#### Available data ####

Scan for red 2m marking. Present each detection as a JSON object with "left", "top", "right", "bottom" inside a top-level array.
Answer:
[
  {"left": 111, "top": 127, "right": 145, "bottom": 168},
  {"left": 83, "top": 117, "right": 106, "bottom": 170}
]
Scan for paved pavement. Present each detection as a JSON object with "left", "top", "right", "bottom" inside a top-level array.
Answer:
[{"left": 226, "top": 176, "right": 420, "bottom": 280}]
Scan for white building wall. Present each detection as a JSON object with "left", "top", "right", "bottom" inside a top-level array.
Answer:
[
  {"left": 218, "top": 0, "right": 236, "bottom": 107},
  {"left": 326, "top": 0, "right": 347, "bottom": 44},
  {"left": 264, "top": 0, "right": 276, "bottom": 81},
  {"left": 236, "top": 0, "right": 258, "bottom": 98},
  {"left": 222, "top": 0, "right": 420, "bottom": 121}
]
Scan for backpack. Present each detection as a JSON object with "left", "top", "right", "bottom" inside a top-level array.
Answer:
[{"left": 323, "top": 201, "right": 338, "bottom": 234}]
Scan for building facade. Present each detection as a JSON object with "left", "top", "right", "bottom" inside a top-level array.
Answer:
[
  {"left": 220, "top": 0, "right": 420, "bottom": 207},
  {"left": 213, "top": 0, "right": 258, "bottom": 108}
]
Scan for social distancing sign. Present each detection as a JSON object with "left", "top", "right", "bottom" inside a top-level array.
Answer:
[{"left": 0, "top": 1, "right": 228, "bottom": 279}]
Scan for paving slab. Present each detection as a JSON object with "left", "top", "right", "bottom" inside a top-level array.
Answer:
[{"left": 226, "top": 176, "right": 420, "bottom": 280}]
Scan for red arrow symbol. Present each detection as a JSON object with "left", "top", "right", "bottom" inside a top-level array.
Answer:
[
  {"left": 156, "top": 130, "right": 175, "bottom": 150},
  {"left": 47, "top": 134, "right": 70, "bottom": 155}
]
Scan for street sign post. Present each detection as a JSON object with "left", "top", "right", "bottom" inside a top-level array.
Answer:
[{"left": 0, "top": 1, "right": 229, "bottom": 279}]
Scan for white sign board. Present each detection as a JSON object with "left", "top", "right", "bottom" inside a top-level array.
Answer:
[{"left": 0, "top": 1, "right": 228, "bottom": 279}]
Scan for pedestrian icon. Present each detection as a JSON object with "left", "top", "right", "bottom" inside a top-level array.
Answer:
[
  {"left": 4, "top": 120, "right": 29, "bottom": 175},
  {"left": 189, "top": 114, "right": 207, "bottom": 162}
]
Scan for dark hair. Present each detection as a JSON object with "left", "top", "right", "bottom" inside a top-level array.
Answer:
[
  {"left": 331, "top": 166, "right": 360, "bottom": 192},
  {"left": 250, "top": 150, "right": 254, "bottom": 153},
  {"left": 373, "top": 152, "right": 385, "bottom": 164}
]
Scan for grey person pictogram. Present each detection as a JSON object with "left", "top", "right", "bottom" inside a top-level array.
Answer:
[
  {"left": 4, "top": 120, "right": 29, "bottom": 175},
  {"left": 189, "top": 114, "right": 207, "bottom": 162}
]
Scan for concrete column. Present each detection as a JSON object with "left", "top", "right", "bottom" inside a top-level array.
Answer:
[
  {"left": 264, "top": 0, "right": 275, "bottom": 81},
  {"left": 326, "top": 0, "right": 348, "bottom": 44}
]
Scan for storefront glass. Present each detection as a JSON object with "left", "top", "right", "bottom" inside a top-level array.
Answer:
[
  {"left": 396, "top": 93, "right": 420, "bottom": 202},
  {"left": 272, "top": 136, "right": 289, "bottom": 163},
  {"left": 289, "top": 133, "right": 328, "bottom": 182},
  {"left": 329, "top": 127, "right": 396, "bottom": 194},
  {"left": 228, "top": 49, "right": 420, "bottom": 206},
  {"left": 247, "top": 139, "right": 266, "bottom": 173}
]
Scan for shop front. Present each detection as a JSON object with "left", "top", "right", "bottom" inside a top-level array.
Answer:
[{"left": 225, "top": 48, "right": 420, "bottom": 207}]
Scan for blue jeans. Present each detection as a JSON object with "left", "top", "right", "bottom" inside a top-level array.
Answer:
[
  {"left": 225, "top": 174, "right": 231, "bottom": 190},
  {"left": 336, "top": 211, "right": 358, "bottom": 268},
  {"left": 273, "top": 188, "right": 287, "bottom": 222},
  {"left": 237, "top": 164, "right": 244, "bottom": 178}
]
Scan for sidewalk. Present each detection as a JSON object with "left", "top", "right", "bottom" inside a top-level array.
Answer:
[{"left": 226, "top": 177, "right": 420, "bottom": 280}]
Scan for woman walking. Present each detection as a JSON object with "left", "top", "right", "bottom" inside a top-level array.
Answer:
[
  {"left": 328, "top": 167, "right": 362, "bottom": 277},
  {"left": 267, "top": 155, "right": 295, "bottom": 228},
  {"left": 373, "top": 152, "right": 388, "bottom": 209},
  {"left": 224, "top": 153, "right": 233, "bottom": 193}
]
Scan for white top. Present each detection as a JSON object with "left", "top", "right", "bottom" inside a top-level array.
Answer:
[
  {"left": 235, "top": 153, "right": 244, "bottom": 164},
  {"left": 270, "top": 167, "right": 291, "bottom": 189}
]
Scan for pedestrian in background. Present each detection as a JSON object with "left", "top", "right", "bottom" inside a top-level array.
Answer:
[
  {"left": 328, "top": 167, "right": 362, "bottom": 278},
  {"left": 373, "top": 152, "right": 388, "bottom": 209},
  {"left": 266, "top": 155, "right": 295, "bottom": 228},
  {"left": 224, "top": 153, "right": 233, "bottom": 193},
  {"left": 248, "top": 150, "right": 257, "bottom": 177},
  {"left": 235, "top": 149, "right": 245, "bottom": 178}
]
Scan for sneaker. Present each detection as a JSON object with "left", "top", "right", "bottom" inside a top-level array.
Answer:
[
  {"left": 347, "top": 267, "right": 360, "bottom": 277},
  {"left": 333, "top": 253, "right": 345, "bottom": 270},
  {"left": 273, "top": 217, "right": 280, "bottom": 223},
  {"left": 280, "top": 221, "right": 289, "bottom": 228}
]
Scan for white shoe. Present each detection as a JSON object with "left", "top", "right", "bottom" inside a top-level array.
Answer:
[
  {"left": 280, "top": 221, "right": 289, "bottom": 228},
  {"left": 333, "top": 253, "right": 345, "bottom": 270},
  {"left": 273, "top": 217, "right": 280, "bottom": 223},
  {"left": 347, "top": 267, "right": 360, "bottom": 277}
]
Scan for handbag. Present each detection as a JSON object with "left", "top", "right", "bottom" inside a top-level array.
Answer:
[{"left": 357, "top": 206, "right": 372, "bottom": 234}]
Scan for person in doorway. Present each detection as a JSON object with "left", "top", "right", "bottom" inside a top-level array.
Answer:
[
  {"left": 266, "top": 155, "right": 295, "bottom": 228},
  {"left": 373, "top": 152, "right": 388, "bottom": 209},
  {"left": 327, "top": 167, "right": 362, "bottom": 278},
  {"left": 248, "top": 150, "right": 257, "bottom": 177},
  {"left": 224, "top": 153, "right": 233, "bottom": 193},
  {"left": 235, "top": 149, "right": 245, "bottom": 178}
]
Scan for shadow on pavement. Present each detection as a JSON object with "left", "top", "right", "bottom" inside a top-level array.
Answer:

####

● **Description of the task**: Exact retyping of all the entries is required.

● **Solution to this problem**:
Scan for red 2m marking. Present each detection as a JSON object with "left", "top", "right", "bottom" inside a top-level array.
Answer:
[
  {"left": 111, "top": 127, "right": 145, "bottom": 168},
  {"left": 83, "top": 117, "right": 106, "bottom": 170}
]
Scan for paved pavement. Present each detection as a JSON object with "left", "top", "right", "bottom" inside a top-level array.
Answer:
[{"left": 226, "top": 176, "right": 420, "bottom": 280}]
Scan for white building wall. Present each detection as a JSON object with "left", "top", "right", "bottom" inside a top-level array.
Answer:
[
  {"left": 218, "top": 0, "right": 236, "bottom": 107},
  {"left": 326, "top": 0, "right": 347, "bottom": 44},
  {"left": 264, "top": 0, "right": 276, "bottom": 81},
  {"left": 236, "top": 0, "right": 258, "bottom": 98},
  {"left": 222, "top": 0, "right": 420, "bottom": 121}
]
Scan for backpack. Present each detection as a JSON object with "left", "top", "right", "bottom" inside a top-level array.
Answer:
[{"left": 323, "top": 201, "right": 338, "bottom": 234}]
Scan for building facade. Present each detection as a JSON object with "left", "top", "right", "bottom" inside a top-level array.
Answer:
[
  {"left": 220, "top": 0, "right": 420, "bottom": 207},
  {"left": 213, "top": 0, "right": 258, "bottom": 108}
]
Scan for social distancing sign. Present each detection as a JSON object with "left", "top", "right", "bottom" inside a top-level array.
Answer:
[{"left": 0, "top": 1, "right": 228, "bottom": 279}]
Scan for paving slab. Present each detection as a JSON object with "left", "top", "right", "bottom" inside a top-level array.
Answer:
[{"left": 226, "top": 176, "right": 420, "bottom": 280}]
Scan for red arrow symbol. Present each detection as a JSON object with "left", "top", "right", "bottom" inside a top-level array.
Answer:
[
  {"left": 156, "top": 130, "right": 175, "bottom": 150},
  {"left": 47, "top": 134, "right": 70, "bottom": 155}
]
Scan for street sign post. Present each detection as a JSON object with "left", "top", "right", "bottom" inside a top-level array.
Answer:
[{"left": 0, "top": 1, "right": 229, "bottom": 279}]
Scan for white sign board. Present each detection as a JSON object with "left", "top", "right", "bottom" inside a top-level array.
Answer:
[{"left": 0, "top": 1, "right": 228, "bottom": 279}]
Scan for pedestrian icon. Present each detection as a JSON object with "left", "top", "right", "bottom" inside a top-level array.
Answer:
[
  {"left": 4, "top": 120, "right": 29, "bottom": 175},
  {"left": 189, "top": 114, "right": 207, "bottom": 162}
]
Scan for dark hair. Present each detection as a JSON object with "left", "top", "right", "bottom" inside a top-level array.
Answer:
[
  {"left": 331, "top": 166, "right": 360, "bottom": 192},
  {"left": 250, "top": 150, "right": 254, "bottom": 153},
  {"left": 373, "top": 152, "right": 385, "bottom": 164}
]
Scan for grey person pictogram. Present each detection as a JSON object with "left", "top", "right", "bottom" inside a top-level array.
Answer:
[
  {"left": 4, "top": 120, "right": 29, "bottom": 175},
  {"left": 189, "top": 114, "right": 207, "bottom": 162}
]
Scan for concrete column. Present each detection as a JSON object with "left", "top", "right", "bottom" inside a top-level array.
Answer:
[
  {"left": 264, "top": 0, "right": 275, "bottom": 81},
  {"left": 326, "top": 0, "right": 348, "bottom": 44}
]
Scan for storefront glass. Present each detection as a JSON object with "left", "top", "right", "bottom" inside a top-level array.
Answer:
[
  {"left": 396, "top": 93, "right": 420, "bottom": 202},
  {"left": 272, "top": 136, "right": 289, "bottom": 163},
  {"left": 289, "top": 133, "right": 328, "bottom": 182},
  {"left": 329, "top": 127, "right": 396, "bottom": 194},
  {"left": 228, "top": 49, "right": 420, "bottom": 206},
  {"left": 247, "top": 139, "right": 266, "bottom": 173}
]
Scan for shop front. Present each detection as a JSON object with "left", "top", "right", "bottom" inside a top-level array.
Answer:
[{"left": 225, "top": 48, "right": 420, "bottom": 207}]
Scan for blue jeans. Present each detection as a JSON object with "left", "top", "right", "bottom" inside a top-level array.
Answer:
[
  {"left": 225, "top": 174, "right": 231, "bottom": 190},
  {"left": 336, "top": 211, "right": 358, "bottom": 268},
  {"left": 273, "top": 188, "right": 287, "bottom": 222},
  {"left": 237, "top": 164, "right": 244, "bottom": 178}
]
Scan for sidewalk. Present each detection as a JSON object with "left", "top", "right", "bottom" inside a top-level array.
Answer:
[{"left": 226, "top": 177, "right": 420, "bottom": 280}]
Scan for woman walking. Present each detection as a JSON object with "left", "top", "right", "bottom" inside a top-level array.
Answer:
[
  {"left": 328, "top": 167, "right": 362, "bottom": 277},
  {"left": 267, "top": 155, "right": 295, "bottom": 228},
  {"left": 373, "top": 152, "right": 388, "bottom": 209},
  {"left": 224, "top": 153, "right": 233, "bottom": 193}
]
Scan for white top. Present each detection as a JSON object with "left", "top", "right", "bottom" inside a top-level array.
Answer:
[
  {"left": 235, "top": 153, "right": 244, "bottom": 164},
  {"left": 270, "top": 167, "right": 291, "bottom": 189}
]
Scan for pedestrian in background. Present each detection as a JSON object with "left", "top", "right", "bottom" inside a top-level array.
Answer:
[
  {"left": 328, "top": 167, "right": 362, "bottom": 278},
  {"left": 373, "top": 152, "right": 388, "bottom": 209},
  {"left": 266, "top": 155, "right": 295, "bottom": 228},
  {"left": 224, "top": 153, "right": 233, "bottom": 193},
  {"left": 248, "top": 150, "right": 257, "bottom": 177},
  {"left": 235, "top": 149, "right": 245, "bottom": 178}
]
Scan for sneaker. Present each detection as a JSON object with "left", "top", "right", "bottom" inside a top-level array.
Answer:
[
  {"left": 347, "top": 267, "right": 360, "bottom": 277},
  {"left": 333, "top": 253, "right": 345, "bottom": 270},
  {"left": 273, "top": 217, "right": 280, "bottom": 223},
  {"left": 280, "top": 221, "right": 289, "bottom": 228}
]
Scan for white shoe. Present each detection as a JSON object with "left", "top", "right", "bottom" inside a top-level array.
Answer:
[
  {"left": 280, "top": 221, "right": 289, "bottom": 228},
  {"left": 333, "top": 253, "right": 345, "bottom": 270},
  {"left": 273, "top": 217, "right": 280, "bottom": 223},
  {"left": 347, "top": 267, "right": 360, "bottom": 277}
]
Scan for handbag. Present each detection as a JSON object with "left", "top", "right", "bottom" inside a top-level array.
Answer:
[{"left": 357, "top": 206, "right": 372, "bottom": 234}]
Scan for person in doorway. Present each detection as a JSON object with "left", "top", "right", "bottom" inside a top-level array.
Answer:
[
  {"left": 266, "top": 155, "right": 295, "bottom": 228},
  {"left": 373, "top": 152, "right": 388, "bottom": 209},
  {"left": 327, "top": 167, "right": 362, "bottom": 278},
  {"left": 248, "top": 150, "right": 257, "bottom": 177},
  {"left": 224, "top": 153, "right": 233, "bottom": 193},
  {"left": 235, "top": 149, "right": 245, "bottom": 178}
]
Scan for shadow on pavement. Present each detection as a JSON object with "left", "top", "right", "bottom" inside a top-level array.
Answer:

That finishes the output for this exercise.